------ Page extract

Re: Allowing NOT IN to use ANTI joins - Mailing list pgsql-hackers

From Tom Lane
Subject Re: Allowing NOT IN to use ANTI joins
Date
Msg-id 75801.1403711561@sss.pgh.pa.us
Whole thread Raw
In response to Re: Allowing NOT IN to use ANTI joins  (Simon Riggs <simon@2ndQuadrant.com>)
Responses Re: Allowing NOT IN to use ANTI joins  (David Rowley <dgrowleyml@gmail.com>)
List pgsql-hackers
Simon Riggs <simon@2ndQuadrant.com> writes:
> To be clearer, what I mean is we use only the direct proof approach,
> for queries like this

>   SELECT * FROM a WHERE id NOT IN(SELECT unknown_col FROM b WHERE
> unknown_col IS NOT NULL);

> and we don't try to do it for queries like this

>   SELECT * FROM a WHERE id NOT IN(SELECT not_null_column FROM b);

> because we don't know the full provenance of "not_null_column" in all
> cases and that info is (currently) unreliable.

FWIW, I think that would largely cripple the usefulness of the patch.

------------

* [Written request] Which column names appear in the two SQL queries quoted in the mailing-list post above?

------ Given information

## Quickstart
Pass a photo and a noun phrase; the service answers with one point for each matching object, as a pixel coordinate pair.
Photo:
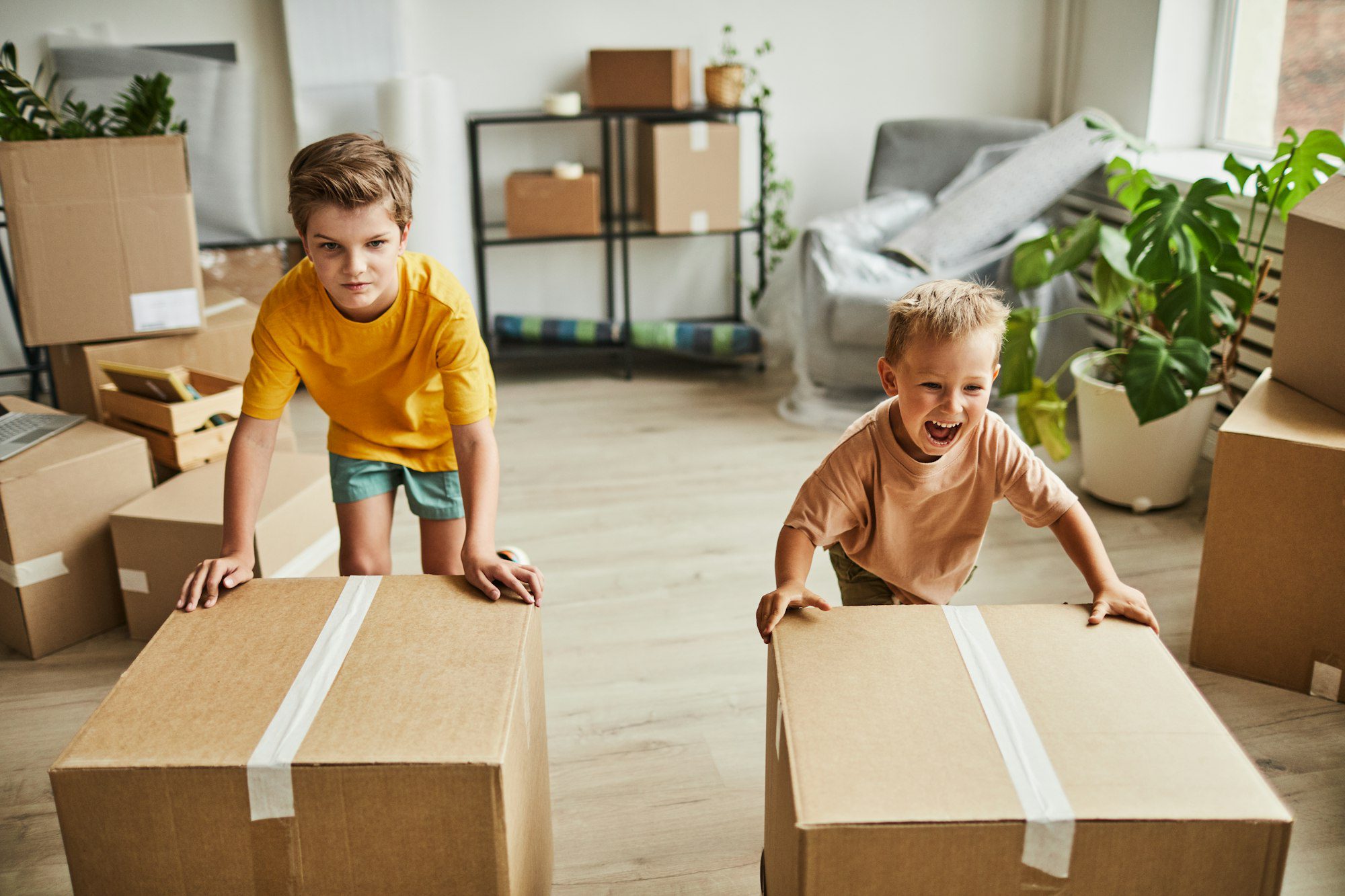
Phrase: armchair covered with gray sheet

------------

* [Answer for the task] id, unknown_col, not_null_column